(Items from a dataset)
--------------------------------------------------

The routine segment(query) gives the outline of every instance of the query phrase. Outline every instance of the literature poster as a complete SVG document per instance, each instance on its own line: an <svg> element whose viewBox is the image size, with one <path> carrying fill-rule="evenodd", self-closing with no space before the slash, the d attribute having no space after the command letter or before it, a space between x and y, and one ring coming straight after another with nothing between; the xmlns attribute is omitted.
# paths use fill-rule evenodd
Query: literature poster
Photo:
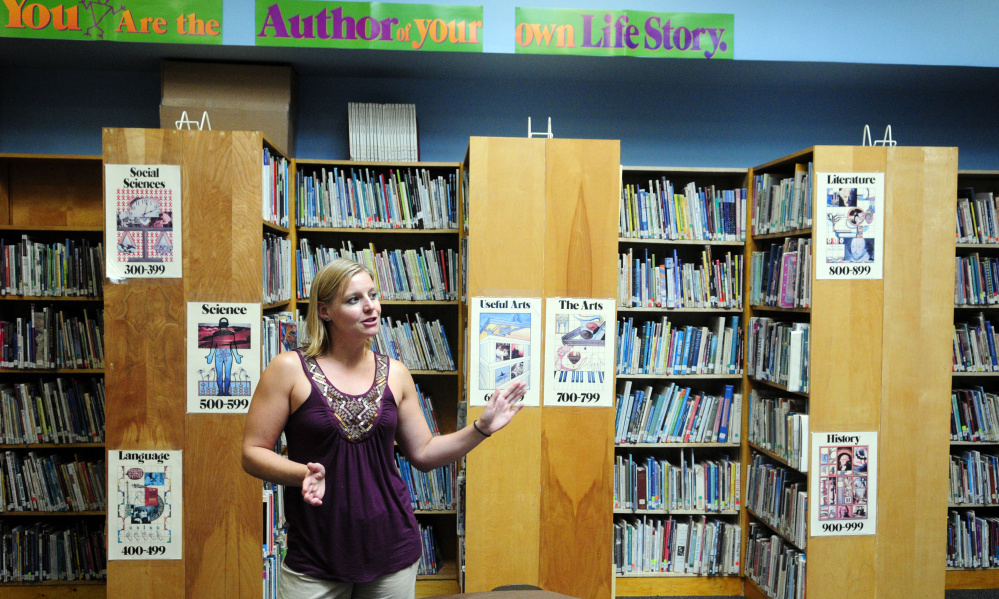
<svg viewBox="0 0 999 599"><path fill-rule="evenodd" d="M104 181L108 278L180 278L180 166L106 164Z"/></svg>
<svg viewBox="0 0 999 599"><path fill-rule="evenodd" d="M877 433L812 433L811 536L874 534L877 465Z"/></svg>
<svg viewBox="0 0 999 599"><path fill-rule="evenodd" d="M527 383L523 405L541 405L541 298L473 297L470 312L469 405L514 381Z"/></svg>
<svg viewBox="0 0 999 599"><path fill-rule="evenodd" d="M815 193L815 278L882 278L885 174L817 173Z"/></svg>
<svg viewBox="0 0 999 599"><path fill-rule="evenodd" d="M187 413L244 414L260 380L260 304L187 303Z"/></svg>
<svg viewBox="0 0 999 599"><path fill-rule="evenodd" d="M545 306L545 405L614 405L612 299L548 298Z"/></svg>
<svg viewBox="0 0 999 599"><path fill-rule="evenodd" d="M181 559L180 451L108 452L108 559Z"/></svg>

--------------------------------------------------

What is expected |
Type the lines above out again exactly as they appear, skipping every picture.

Output |
The routine segment(query) gives the outline of every instance of the query phrase. Outline every instance of the literature poster as a complete SVG document per instance, each instance on its own line: an <svg> element whose viewBox is the image size, with one <path> carrying fill-rule="evenodd", self-closing with no space before the slash, the d attribute having no space after the command letter or before it, a space between x and y, and one ring coming straight after another with nothing between; the xmlns attribute is omitted.
# paths use fill-rule evenodd
Query: literature poster
Photo:
<svg viewBox="0 0 999 599"><path fill-rule="evenodd" d="M104 181L108 278L180 278L180 166L106 164Z"/></svg>
<svg viewBox="0 0 999 599"><path fill-rule="evenodd" d="M877 433L812 433L811 536L874 534L877 465Z"/></svg>
<svg viewBox="0 0 999 599"><path fill-rule="evenodd" d="M527 383L523 405L541 405L541 298L473 297L470 312L469 405L514 381Z"/></svg>
<svg viewBox="0 0 999 599"><path fill-rule="evenodd" d="M815 193L815 278L882 278L885 174L817 173Z"/></svg>
<svg viewBox="0 0 999 599"><path fill-rule="evenodd" d="M187 413L244 414L260 380L260 304L187 303Z"/></svg>
<svg viewBox="0 0 999 599"><path fill-rule="evenodd" d="M545 306L545 405L614 405L612 299L548 298Z"/></svg>
<svg viewBox="0 0 999 599"><path fill-rule="evenodd" d="M181 559L180 451L108 452L108 559Z"/></svg>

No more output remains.